Word for word, reproduce every line of the data.

:: Records shown

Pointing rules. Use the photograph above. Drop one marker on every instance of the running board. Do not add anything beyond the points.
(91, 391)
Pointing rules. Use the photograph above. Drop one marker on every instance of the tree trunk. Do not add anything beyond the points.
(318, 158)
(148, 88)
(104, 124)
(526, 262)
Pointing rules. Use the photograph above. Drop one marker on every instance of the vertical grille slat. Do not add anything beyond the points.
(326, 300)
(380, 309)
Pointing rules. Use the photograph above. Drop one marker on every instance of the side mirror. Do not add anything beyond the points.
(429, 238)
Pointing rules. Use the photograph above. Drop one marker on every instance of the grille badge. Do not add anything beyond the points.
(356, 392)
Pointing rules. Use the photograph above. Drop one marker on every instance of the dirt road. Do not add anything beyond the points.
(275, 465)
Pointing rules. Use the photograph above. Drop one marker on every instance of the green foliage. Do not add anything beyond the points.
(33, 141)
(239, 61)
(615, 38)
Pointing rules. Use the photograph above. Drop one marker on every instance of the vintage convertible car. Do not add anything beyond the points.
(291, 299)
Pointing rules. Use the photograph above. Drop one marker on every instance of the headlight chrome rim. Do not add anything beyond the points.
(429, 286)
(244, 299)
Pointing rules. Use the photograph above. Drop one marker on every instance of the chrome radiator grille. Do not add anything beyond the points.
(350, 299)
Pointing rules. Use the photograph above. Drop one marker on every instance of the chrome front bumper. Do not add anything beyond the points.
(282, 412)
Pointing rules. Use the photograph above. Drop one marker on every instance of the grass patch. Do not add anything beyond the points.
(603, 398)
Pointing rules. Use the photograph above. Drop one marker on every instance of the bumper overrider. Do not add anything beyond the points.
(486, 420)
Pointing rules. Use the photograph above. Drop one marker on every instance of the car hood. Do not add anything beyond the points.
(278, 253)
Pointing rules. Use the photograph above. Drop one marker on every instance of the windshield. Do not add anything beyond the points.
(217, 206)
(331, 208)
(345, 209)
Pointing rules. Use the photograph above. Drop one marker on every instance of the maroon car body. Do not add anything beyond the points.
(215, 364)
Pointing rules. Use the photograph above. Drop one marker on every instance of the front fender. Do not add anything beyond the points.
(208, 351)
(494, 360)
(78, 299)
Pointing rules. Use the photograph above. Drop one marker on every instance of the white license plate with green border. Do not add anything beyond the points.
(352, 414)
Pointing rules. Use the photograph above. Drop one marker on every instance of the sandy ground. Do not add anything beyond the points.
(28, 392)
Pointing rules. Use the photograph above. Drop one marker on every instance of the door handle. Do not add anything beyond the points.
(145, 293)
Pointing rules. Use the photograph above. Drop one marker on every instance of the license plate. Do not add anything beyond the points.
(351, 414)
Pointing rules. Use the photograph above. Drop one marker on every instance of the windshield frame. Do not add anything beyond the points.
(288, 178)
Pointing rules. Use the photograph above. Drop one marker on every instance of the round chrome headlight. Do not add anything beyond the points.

::::

■ **Result for this exercise**
Pointing rules. Use the photograph above. Drop one marker on every instance of the running board. Do not add anything beyond the points.
(91, 391)
Pointing rules. Use the photograph above. Drop one marker on every instance of the tree trunk. Do not add anything beyond the points.
(318, 158)
(148, 88)
(104, 124)
(526, 262)
Pointing rules. Use the photograph above. Drop one marker on every instance of the vertical grille slat. Do not add anything beyond the points.
(326, 300)
(380, 309)
Pointing rules. Use the photograph above. Drop one marker on every instance of the side mirror. Do not add anything beyond the points.
(429, 238)
Pointing rules. Use the photograph above. Drop one marker on every instance of the grille badge. Do not add anything beyond the points.
(356, 392)
Pointing rules. Use the photograph above. Drop one marker on every instance of the dirt road. Do not add anything beyond the points.
(275, 465)
Pointing rules. Use the photograph above. Drop one marker on every instance of the green foliage. Do not add anything beyond the points.
(33, 141)
(239, 61)
(615, 38)
Pointing rules. Use the photograph above. Drop one marker on every instance of the vintage convertible car. Do not add anything beyond the points.
(291, 299)
Pointing rules. Use the photograph above. Drop one marker on every instance of the headlight chrome rim. Do not add anything beyond the points.
(429, 286)
(244, 299)
Pointing rules. Use the photograph above. Drop one marker on every instance of the chrome radiator grille. Do not add anything beyond the points.
(350, 299)
Pointing rules. Use the photograph above. Drop one marker on every instance of the chrome front bumper. Do not add anything beyond the points.
(282, 412)
Pointing rules. Use the photograph above. Drop one marker on every instance of the grass patch. Do not add anything beyond the points.
(603, 398)
Pointing rules. Use the photograph above. Drop one marker on every instance of the bumper overrider. Do not add anything beyond the points.
(486, 420)
Pointing rules. Use the photograph above. Drop one marker on every instance of the car hood. Do not add anything beyond the points.
(278, 253)
Pointing rules. Use the photograph above. Drop one marker on every instance of the windshield. Do not add anything beyond the points.
(217, 206)
(331, 208)
(345, 209)
Pointing rules. Use the photograph above. Drop one marker on every instance of the maroon car body. Do not add anything beyond the points.
(215, 364)
Pointing rules. Use the photograph above. Drop one marker on every instance of the front fender. Do not add anything beyond the points.
(208, 351)
(494, 360)
(78, 299)
Pointing rules. Use the photograph above. Drop one marker on every instance of the white license plate with green border. Do not add anything beyond the points.
(352, 414)
Pointing rules. Use the photograph above. Drop one marker on every instance of the sandy ground. Do not add anything beyond the points.
(28, 392)
Pointing rules. Use the photograph above. Drop one marker on every instance of the door handle. Do not add anything beyond the points.
(145, 293)
Pointing rules. Use the photograph above. Drop one marker on every instance of the license plate. Do not add anything beyond the points.
(351, 414)
Pointing rules. Use the photograph above. Drop one marker on every instance of the windshield frame. Do not add anything beyond the points.
(288, 178)
Pointing rules. Use the photograph above. Drop one marker on every instance of the round chrome headlight. Do not add anything beyond the points.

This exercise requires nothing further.